*Tasks to carry out*:
1 - In the graph database article, how much faster than a relational database does Eifrem say a graph database can easily be?
2 - Copy the rows word for word, starting at the line that contains "of the front" and ending at the last line of the rows.

Graph databases aren't niche, argues Neo4j founder Emil Eifrem. And they're hella fast. Matt Asay explains.
NoSQL databases are clearly on the rise, but not all NoSQL is created equal.
After all, 451 Research recently discontinued its longstanding tracking of NoSQL database popularity, arguing that since "none of the top 10 look like changing places any time soon, and none of the players outside stand any chance of breaking into the top 10, the time has come to retire the NoSQL LinkedIn Skills Index."
That is, there's a heck of a lot of MongoDB and Cassandra still to come, but RavenDB...? Not so much.
But what about graph databases like Neo4j? Often the unsung hero of NoSQL, graph databases have a bright future, argues Neo4j founder Emil Eifrem in an interview. According to Eifrem, "The era of the one-size-fits-all database is over and ultimately most applications of a decent size and scope will use multiple databases," one of which will almost certainly be a graph database.
Big data, big graphs
A graph database is a general purpose database management system where data relationships are treated as first-class citizens. While that sounds great, what does it mean?
Let's break it down.
A graph database stores individual data points (such as key-value pairs or documents), but it also stores the data relationships between them. In fact, these relationships are critical. What Andy Oliver wrote in 2013 remains true today: in a graph database "Relationships matter as much as, if not more than, the data itself."
This has led to a misconception, according to Eifrem:
"The idea that graph databases are just good for social is a common misconception. It was even more widespread three years ago. It's a particularly dangerous myth, because it's partially true! Social data is a good fit for a graph database. It's just not the only fit, nor even necessarily the best fit. It's just the most intuitive for a lot of people."
Hence, Eifrem claims Neo4j increasingly finds itself assuming the role of The Everyman, happily taking on the role of general purpose database. Perhaps so, but Gartner analyst Nick Heudecker argues that "General purpose workloads are atypical" for graph databases, and it's a (mis)conception that persists.
But that's not to say they're niche.
This relationship-centric view of data results in a number of benefits, according to Eifrem, with "the most spectacular benefit being performance."
When you have a highly connected dataset--for example, in a fraud detection system or a recommendation engine or an identity management application--then a graph database can run significantly faster than a relational database.
How much faster? Eifrem claims that "a graph database can easily be a million times faster than a relational database."

*Items*:
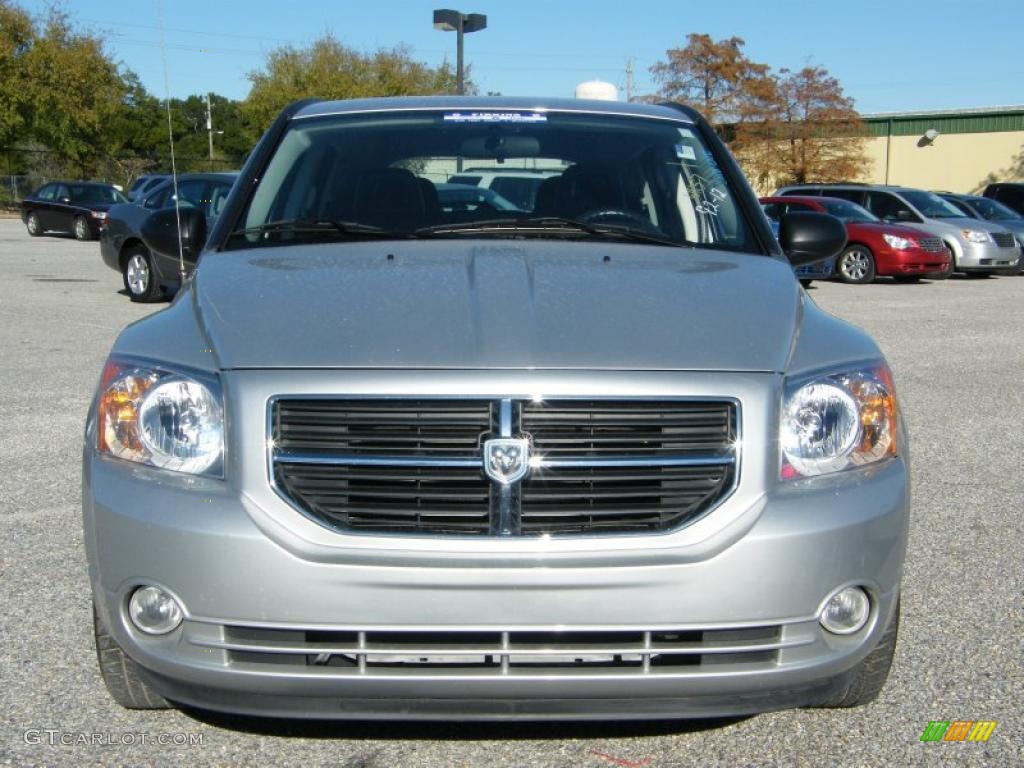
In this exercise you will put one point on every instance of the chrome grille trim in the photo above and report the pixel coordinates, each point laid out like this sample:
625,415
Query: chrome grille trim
643,651
638,512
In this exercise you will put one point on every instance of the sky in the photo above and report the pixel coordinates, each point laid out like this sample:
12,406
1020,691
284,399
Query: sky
889,56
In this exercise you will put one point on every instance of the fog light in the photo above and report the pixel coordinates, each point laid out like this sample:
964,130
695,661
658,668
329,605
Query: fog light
154,611
846,611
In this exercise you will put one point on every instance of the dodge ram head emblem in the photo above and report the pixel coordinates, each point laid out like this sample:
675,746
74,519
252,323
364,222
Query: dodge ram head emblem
506,459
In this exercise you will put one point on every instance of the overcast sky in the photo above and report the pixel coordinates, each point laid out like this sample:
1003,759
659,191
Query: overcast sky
889,56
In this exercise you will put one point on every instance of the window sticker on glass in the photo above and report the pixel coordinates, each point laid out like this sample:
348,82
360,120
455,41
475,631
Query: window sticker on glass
496,117
685,152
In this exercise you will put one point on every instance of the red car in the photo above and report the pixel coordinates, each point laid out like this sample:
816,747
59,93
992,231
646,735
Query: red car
873,248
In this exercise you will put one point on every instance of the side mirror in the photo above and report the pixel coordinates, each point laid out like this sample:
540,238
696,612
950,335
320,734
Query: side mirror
807,238
161,231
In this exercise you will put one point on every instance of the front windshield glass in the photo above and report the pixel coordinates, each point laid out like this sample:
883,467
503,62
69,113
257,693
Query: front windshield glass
95,194
932,206
993,210
588,176
848,211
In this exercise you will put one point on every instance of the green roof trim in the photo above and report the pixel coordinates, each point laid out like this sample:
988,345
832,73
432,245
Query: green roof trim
967,121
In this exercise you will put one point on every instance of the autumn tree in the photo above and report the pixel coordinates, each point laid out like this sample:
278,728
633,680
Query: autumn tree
713,76
803,129
327,69
16,36
74,89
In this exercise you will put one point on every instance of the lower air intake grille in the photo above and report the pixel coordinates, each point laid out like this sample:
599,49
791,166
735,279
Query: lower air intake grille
355,652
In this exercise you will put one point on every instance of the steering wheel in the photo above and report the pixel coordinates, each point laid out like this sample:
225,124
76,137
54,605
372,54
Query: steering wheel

*Answer list*:
1 - A million times faster.

2 -
In this exercise you will put one point on every instance of the front windshield glass in the photo above and report the pixel coordinates, each point laid out like this sample:
883,467
503,62
69,113
257,693
Query: front windshield glass
95,194
932,206
993,210
588,176
848,211
In this exercise you will put one point on every instance of the green roof trim in the photo above and report the pixel coordinates, each point laid out like this sample:
988,345
832,73
432,245
Query: green roof trim
967,121
In this exercise you will put one point on every instance of the autumn tree in the photo above and report the pixel coordinates, each point laid out like this sample:
278,728
633,680
Query: autumn tree
713,76
803,129
327,69
16,36
74,89
In this exercise you will put one point on every instance of the lower air intake grille in the photo above and report the pixel coordinates, each point laid out like this sample:
599,49
791,166
735,279
Query: lower air intake grille
355,652
In this exercise you will put one point on every instance of the steering wheel in the photo above and report the pixel coordinates, each point laid out like this sample:
225,124
76,137
54,605
372,54
Query: steering wheel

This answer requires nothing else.